● Requirements: Rewrite the rows from their start through the line containing "268], [223, 261]]", including that line and keeping the requests unchanged. Multiply every coordinate in the answers by 2.05 and round each result to a whole number, rounding halves up; return only this part.

·····

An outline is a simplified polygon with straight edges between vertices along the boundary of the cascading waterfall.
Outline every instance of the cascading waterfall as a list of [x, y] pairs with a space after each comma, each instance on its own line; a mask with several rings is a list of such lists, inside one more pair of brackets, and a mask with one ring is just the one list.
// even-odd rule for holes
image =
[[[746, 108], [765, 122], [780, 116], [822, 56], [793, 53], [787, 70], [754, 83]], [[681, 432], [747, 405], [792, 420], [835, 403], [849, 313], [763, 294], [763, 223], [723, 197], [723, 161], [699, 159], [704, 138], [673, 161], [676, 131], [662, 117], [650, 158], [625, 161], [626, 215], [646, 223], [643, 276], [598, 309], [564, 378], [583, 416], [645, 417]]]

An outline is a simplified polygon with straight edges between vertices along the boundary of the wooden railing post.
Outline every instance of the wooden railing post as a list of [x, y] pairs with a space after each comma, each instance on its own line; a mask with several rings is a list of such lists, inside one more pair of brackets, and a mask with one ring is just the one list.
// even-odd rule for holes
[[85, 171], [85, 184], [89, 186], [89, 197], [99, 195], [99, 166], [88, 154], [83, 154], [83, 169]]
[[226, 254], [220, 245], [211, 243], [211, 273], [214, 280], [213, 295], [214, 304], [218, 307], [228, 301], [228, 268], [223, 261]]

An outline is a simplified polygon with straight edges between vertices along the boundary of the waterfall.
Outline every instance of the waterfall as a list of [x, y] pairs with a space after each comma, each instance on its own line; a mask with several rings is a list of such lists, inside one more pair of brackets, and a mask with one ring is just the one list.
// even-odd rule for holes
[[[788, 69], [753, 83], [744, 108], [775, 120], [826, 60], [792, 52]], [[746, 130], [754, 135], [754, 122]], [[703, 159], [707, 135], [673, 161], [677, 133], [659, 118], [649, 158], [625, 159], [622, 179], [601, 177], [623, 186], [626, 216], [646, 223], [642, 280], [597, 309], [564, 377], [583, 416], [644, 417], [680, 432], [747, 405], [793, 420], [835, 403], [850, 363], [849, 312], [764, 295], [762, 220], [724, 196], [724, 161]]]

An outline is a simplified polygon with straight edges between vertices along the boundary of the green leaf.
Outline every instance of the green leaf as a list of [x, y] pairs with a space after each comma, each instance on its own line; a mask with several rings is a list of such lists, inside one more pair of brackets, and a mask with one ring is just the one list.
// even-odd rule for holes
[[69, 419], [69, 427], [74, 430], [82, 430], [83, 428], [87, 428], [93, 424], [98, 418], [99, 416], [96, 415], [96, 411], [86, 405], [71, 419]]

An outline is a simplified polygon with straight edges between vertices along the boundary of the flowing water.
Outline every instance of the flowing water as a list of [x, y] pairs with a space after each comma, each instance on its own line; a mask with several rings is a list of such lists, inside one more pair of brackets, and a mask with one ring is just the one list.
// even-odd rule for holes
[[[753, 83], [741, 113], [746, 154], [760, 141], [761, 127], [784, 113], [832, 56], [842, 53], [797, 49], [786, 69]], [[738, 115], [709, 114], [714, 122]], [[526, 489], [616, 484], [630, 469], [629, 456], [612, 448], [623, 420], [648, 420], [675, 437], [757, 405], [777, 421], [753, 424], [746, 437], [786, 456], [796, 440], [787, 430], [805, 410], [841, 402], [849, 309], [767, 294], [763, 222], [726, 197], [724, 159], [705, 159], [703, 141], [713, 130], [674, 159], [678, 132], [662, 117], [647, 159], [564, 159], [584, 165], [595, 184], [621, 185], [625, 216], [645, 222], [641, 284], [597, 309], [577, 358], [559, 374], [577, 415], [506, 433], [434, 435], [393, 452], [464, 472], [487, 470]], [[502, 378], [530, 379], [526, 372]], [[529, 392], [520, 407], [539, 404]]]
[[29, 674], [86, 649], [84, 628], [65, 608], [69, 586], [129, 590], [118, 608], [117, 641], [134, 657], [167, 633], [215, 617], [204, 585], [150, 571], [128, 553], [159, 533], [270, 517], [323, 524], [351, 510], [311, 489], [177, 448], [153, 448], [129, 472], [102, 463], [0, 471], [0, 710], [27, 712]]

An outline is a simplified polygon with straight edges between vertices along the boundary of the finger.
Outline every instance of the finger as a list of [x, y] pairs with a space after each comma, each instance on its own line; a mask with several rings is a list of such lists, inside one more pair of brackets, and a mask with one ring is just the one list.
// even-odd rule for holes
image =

·····

● Answer to this task:
An outline is a simplified polygon with straight edges between vertices along the boundary of the cascading waterfall.
Outline every instance of the cascading waterfall as a list of [x, y] pairs with a space after each comma, each instance on its own line; a mask with several rings is a list of such lists, inside one more pair of brackets, and a mask with one ring is just the one list.
// even-odd rule for holes
image =
[[[1529, 221], [1568, 250], [1599, 238], [1685, 115], [1626, 109], [1613, 144], [1546, 170]], [[1396, 886], [1531, 830], [1624, 861], [1712, 826], [1740, 642], [1564, 603], [1564, 457], [1482, 404], [1482, 330], [1433, 326], [1443, 283], [1380, 330], [1386, 269], [1357, 240], [1333, 324], [1281, 330], [1283, 441], [1324, 457], [1318, 566], [1226, 633], [1156, 775], [1195, 853], [1322, 855]]]

An outline is a simplified polygon with straight edges between vertices along the boundary of the wooden railing post.
Outline every instance of the wooden railing post as a list of [x, y] pairs with a space after each comma, each instance on its own line; a mask with several rings is a list of such lists, inside one more pair of brackets, and a mask with one ring is just the one list.
// even-odd rule for holes
[[174, 351], [174, 377], [182, 381], [182, 404], [203, 400], [203, 340], [180, 316], [170, 316], [170, 346]]
[[463, 521], [451, 502], [433, 498], [433, 560], [439, 574], [437, 605], [439, 623], [447, 629], [467, 617], [467, 549], [457, 535]]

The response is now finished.